### Given exercise
Each line below must be set down exactly; omit any image you find.

───── Stored records ─────

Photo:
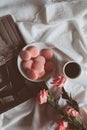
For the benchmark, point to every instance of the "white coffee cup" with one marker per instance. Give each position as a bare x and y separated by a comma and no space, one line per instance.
72,69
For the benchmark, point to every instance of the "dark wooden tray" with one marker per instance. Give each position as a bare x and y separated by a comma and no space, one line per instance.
14,89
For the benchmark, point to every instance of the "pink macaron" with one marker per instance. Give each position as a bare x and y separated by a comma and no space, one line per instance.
40,58
42,74
34,51
25,55
47,53
37,65
32,74
27,64
49,66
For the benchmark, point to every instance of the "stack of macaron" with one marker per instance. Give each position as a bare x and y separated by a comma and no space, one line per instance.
36,62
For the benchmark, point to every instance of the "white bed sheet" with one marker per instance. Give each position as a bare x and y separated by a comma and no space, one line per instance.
59,24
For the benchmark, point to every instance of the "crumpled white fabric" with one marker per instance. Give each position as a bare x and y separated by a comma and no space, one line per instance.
61,25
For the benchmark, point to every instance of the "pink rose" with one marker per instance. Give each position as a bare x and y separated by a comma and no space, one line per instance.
42,96
62,125
72,112
59,81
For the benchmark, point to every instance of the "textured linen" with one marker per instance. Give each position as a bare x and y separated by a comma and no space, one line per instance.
61,25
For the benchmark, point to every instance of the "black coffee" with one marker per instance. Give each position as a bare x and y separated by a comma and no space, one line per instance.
72,70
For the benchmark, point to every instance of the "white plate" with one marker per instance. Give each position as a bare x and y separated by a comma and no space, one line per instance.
19,63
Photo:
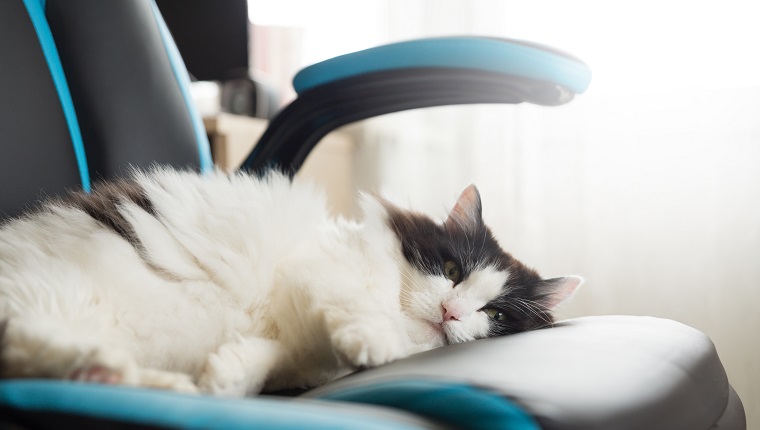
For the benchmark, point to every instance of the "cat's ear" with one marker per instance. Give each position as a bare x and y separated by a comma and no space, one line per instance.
554,291
467,212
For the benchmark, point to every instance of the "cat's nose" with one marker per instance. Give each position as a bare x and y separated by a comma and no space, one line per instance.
451,313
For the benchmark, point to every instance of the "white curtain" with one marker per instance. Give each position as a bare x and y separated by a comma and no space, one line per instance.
648,185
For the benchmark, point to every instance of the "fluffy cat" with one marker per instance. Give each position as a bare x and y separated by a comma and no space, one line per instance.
231,284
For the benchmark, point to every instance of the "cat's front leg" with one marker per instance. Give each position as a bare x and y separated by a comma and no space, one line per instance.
366,340
240,366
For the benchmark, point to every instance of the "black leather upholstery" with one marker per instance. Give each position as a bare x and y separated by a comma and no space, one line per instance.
130,108
37,154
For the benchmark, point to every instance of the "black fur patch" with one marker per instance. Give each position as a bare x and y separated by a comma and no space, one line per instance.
104,202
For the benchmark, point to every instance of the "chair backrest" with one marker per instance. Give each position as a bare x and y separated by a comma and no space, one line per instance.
88,88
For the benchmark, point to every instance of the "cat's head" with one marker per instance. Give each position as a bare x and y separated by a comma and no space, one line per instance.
458,284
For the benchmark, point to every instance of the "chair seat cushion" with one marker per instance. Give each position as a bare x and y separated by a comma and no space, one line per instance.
619,372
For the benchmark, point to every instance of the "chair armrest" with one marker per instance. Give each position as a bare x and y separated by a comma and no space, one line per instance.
411,75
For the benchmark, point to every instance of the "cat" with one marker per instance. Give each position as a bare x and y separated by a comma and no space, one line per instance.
232,284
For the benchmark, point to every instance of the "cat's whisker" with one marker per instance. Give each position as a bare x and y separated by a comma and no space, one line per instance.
535,308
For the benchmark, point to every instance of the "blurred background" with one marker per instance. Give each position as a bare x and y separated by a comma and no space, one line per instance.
648,184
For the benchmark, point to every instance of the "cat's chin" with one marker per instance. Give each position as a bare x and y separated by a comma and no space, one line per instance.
427,334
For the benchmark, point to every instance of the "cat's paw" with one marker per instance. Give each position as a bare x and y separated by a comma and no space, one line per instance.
174,381
239,368
105,366
96,373
363,345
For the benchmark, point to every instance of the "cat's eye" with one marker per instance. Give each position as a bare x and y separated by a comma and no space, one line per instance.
451,271
495,314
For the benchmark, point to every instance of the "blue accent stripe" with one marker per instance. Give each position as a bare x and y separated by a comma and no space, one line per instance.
456,404
36,10
183,79
172,410
476,53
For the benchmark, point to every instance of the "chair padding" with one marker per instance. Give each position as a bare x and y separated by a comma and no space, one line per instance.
37,153
130,105
589,373
60,404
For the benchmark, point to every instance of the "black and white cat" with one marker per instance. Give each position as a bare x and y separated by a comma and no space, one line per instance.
232,284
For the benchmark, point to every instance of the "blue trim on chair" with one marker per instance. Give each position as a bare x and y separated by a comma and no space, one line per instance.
477,53
36,10
183,80
456,404
171,410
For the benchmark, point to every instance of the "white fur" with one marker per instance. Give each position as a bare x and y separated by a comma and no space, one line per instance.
243,284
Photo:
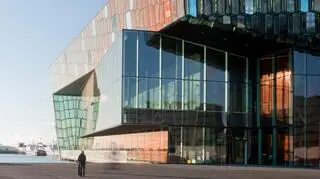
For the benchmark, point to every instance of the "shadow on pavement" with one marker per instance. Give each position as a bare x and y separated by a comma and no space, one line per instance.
16,164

─────

### Result for this task
Photo:
For the benchmark, point to every instance of the "white coffee cup" with one marker per instance. Give each position as a bare x and y separated by a comma and no space, one line per instance.
72,69
For the benchmark, point to every instance of the "dark wooden tray" with one marker per instance. Give each position as a bare x and y separated by a comma and no space, one line per instance.
14,89
For the benchmark, point to every instance of the "pink macaron" with one marker per instance. Give each position as a bare x and y separated by a comma and no space, one line per instance.
40,58
42,74
34,51
25,55
47,53
37,65
32,74
27,64
49,66
For the benchmark, point to every instance of the "stack of macaron" with one marker per instance. Give each position as a bare x and y separated by a comma and no space, one line per instance.
36,62
For the benchmark, point to every instance of the "white bed sheet" with one marker per instance. Give each position as a bare x and y separated by a comma and no space, one line per instance.
59,24
For the benchmark, point to every instance of the "crumpled white fabric" with one marker per instance. Give each position as a bare x and y separated by a comma and no space, one line per instance.
61,25
For the benchmark, point to every instance of the "pink rose" with one marker per instance. Give each position as a bare x and y separated by a comma and no space, one line per instance.
42,96
62,125
72,112
59,81
For the benchmark, point to every instance of the "textured linen" with one marker per instance. Give each position as a bare x and y separated by a comma and no space, one line per instance.
61,25
For the benchmark, point to every instance of the "black coffee" with one marker per instance. Give each position as a bare x and y separated by a comma and no space, one line per instance.
72,70
For the benchmark, point to every instance of the "white plate" with one marker per instance. Give each position as a bare x and y separated by a comma and no space, one line per instance.
19,63
Photo:
For the benchmark, point to every instance of the "cat's ear" with one marker per instance. Give each position as a bare x and y separated by a comma and no space, one line per instance.
554,291
467,212
For the benchmark, point to every instance of the "cat's nose" with one marker per instance. Give each position as a bare x and y separated by a comma and no space, one line per instance.
451,313
For the benchmark, point to every instance of the "white curtain" with one marker per instance. Give each position as a bare x and y separated by a comma and no space, one line per instance.
648,185
For the benchmark, point to every instance of the "fluffy cat" with one marker per instance. Give each position as a bare x and y separated by a comma and no space, one line per instance.
231,284
For the benchmark, point to every instance of the "cat's front leg" with one marker per instance. Give each position as a bare x and y separated by a comma and no space, one line per instance.
366,340
240,366
For the benchmark, point to every instance of the "black leather upholstery" with one marker per instance. Give each position as a bare x and y separated by a comma and no space, one line per instance.
130,108
37,154
For the benchmark, point to every instance of the "black fur patch" with one marker per instance. Give each position as a bare x and y separated by a comma and no space, one line per instance.
104,202
For the benchmark, point to every instance of the "chair backrest" with one marker per instance. Give each position as a bare x and y separated by a comma and no space, one line per instance.
88,88
For the benchmark, point to every instance of the "cat's head" with one marker per instance. Give each position as a bare x and y separated by a comma and no space, one line per instance.
458,284
For the benchmark, point to every instance of the "chair seat cushion" with one marker per instance. Give each position as a bare x and y separated by a comma and no space, one line per instance.
619,372
For the benchmark, point to every instance of the "chair armrest" with one marker per instance. Give each position as a bare x and y separated by a comma and no space, one line per instance.
411,75
For the benchmark, point to every instance of the "cat" with one marker per instance. Give each position as a bare x and y separated by a comma and no space, one line per instance.
232,284
For the benchmark, point to every instance of the "cat's whisker" with one marker per instance. Give each position as a bare x and y separated by a comma and no space, one line per instance.
535,308
For the benchmark, point to every instance of the "blurred background" with one marker per instance. Give each position as a bare x and y separated by a comma and no space, one line per instance.
648,184
For the benchmark, point to every instance of the "cat's chin" with one marker per instance. Give each position as a bare x and y separated by a comma and no space, one line per instance.
427,334
For the benchmark, point to every instance of the "cat's paw" with one marker per instance. Give each position as a bare x and y separated by a comma and no space, one line per instance.
174,381
239,368
105,366
96,373
363,345
For the benchmark, point to every instance of the "cat's eye" with one marker per instance. Give each position as a bare x and y separated by a comma and no space, one line per instance.
451,271
495,314
For the benchmark, point to every instance of the "blue accent stripe" with one marker per instance. Give each position as a bare x and y separated by a comma and no space, one line per instance.
456,404
36,10
183,79
172,410
476,53
For the benchmark, point to every instance of the "chair padding" with one marker per instance. Give each position as a bare x and y separated by a comma and no space, one line per instance.
37,153
130,105
589,373
60,404
For the benchmark, point to every instance of the "black and white cat" with one marker per instance. Give each position as a bare x and y separated by a comma and no space, one line per instance.
232,284
For the benchmark, point to every instance of the "blue trim on chair" with one marker per instance. Give each position as a bare x and y separated by a comma and no space, one line per instance.
477,53
36,10
183,80
456,404
171,410
For the benchmark, point to every instance of the "white fur" with one marker per instance. Give each position as a bare x and y separated by a comma and no space, one line per instance.
243,284
Photo:
For the benchmark, point to every instance of the "shadow on pavement" with one marker per instance. Give each position as a bare x and y separated by a comma and no space, one line per instance.
16,164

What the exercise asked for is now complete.